### Aim
Quote the lines of the material below, from the one containing "Scan for black shorts." through the one containing "[12, 58, 22, 68]", inclusive, word for word.
**** Source material
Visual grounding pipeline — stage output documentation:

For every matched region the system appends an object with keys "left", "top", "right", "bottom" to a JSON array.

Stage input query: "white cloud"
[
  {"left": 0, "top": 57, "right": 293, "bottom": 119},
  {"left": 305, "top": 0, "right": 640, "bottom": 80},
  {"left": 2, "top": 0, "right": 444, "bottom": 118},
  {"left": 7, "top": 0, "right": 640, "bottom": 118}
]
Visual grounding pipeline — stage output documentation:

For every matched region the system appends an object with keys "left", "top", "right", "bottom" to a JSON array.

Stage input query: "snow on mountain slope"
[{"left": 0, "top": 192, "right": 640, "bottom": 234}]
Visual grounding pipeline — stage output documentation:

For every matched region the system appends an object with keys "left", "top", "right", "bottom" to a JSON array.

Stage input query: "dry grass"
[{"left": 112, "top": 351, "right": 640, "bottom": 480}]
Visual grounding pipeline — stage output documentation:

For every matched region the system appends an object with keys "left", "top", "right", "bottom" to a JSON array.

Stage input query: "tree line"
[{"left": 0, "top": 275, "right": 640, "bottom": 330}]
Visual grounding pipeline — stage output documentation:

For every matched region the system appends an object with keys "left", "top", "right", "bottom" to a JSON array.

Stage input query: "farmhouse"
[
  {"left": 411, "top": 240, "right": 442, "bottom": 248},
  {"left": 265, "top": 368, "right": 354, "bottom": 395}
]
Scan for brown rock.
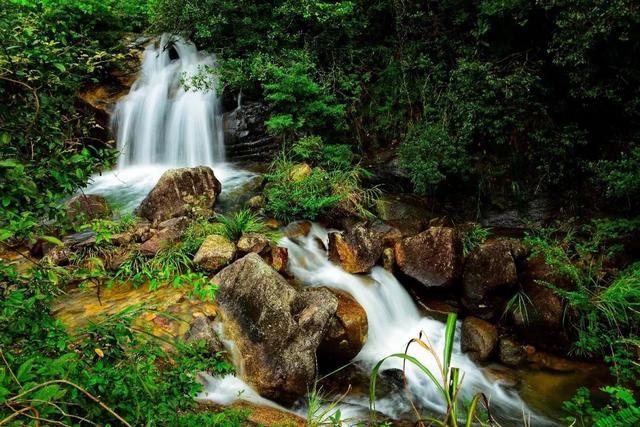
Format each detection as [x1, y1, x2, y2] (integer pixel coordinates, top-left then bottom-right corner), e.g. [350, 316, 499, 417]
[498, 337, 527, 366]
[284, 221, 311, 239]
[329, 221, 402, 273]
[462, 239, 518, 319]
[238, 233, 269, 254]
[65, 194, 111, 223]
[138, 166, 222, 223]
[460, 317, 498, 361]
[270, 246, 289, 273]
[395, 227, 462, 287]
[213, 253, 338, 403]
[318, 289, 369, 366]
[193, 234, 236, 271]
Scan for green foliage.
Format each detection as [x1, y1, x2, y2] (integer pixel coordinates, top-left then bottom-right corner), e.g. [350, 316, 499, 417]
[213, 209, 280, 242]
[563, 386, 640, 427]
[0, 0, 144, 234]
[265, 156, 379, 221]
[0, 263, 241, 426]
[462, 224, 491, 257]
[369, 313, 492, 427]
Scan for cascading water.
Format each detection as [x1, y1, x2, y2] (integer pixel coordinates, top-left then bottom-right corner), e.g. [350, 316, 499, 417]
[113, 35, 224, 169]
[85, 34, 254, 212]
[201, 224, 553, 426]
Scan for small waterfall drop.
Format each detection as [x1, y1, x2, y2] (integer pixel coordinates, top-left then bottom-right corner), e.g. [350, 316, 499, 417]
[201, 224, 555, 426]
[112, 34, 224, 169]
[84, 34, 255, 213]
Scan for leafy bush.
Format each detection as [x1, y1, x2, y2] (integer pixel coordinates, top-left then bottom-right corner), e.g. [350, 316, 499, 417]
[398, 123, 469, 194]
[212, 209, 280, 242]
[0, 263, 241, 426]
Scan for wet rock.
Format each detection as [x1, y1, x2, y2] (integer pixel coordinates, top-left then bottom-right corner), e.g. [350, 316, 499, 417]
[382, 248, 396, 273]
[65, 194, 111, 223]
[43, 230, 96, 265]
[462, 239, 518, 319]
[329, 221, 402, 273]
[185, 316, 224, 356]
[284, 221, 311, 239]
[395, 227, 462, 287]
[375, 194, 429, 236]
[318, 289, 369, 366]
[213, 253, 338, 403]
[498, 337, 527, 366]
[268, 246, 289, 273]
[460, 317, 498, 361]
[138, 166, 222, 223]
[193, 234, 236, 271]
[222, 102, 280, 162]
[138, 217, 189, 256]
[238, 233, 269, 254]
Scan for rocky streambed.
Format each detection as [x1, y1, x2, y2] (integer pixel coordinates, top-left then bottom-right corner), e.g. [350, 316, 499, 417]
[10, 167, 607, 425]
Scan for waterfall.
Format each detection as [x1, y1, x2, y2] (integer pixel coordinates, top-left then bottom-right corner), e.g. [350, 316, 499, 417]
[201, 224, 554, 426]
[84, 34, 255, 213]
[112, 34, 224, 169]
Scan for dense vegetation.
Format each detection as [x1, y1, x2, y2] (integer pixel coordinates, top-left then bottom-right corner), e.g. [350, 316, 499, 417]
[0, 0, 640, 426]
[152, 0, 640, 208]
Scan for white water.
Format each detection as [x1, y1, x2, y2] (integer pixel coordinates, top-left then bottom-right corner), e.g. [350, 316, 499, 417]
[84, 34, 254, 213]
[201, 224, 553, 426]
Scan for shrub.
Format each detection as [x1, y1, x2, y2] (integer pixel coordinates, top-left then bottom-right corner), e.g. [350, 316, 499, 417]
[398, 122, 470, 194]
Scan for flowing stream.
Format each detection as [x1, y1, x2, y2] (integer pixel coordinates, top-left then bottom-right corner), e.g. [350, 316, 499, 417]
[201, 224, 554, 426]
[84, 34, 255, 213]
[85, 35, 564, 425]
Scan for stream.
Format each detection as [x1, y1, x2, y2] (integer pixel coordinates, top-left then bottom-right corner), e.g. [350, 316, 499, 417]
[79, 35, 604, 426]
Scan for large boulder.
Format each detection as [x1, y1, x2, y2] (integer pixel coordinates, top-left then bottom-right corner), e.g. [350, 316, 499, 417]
********
**** Source material
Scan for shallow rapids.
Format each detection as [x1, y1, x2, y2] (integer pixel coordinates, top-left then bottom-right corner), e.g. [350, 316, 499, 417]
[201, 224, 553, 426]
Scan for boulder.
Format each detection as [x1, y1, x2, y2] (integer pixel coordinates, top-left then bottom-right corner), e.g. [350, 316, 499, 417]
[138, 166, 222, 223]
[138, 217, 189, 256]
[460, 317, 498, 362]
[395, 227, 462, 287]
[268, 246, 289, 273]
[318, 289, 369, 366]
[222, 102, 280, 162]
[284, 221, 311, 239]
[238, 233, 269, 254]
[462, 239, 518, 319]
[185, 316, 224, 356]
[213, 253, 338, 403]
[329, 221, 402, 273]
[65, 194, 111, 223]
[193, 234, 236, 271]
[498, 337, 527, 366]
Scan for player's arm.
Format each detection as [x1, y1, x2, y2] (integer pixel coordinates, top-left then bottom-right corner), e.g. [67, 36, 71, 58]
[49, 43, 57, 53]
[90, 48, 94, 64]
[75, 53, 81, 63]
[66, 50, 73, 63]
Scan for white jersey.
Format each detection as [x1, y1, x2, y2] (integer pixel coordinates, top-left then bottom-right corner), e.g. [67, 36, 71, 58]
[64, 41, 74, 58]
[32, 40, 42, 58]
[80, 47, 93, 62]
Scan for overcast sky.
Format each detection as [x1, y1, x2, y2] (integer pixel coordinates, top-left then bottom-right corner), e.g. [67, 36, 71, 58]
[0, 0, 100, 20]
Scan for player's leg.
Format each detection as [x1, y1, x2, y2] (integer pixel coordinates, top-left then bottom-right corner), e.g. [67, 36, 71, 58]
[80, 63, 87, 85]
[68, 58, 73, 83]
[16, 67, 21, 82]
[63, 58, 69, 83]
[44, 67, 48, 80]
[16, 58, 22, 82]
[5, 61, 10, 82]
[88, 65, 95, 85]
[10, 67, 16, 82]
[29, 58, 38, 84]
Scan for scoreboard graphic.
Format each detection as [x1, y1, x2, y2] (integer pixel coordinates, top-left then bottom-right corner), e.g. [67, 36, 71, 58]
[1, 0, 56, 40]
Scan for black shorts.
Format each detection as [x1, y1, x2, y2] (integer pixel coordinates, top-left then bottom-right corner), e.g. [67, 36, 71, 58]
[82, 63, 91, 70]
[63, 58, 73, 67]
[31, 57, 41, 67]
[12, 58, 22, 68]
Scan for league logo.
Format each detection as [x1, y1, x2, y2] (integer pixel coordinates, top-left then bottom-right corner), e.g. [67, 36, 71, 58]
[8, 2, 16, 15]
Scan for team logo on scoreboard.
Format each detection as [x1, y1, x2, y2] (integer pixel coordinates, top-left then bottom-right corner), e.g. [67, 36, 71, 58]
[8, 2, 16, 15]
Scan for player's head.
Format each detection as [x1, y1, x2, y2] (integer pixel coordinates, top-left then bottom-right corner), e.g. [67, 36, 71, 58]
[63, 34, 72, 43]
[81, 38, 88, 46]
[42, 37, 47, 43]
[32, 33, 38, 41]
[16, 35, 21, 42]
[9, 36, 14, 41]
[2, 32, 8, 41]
********
### Written solution
Scan for black shorts.
Format each detection as [x1, y1, x2, y2] (integer pixel coordinates, top-left then bottom-right corner), e.g. [67, 36, 71, 58]
[82, 63, 91, 70]
[63, 58, 73, 67]
[31, 57, 41, 67]
[12, 58, 22, 68]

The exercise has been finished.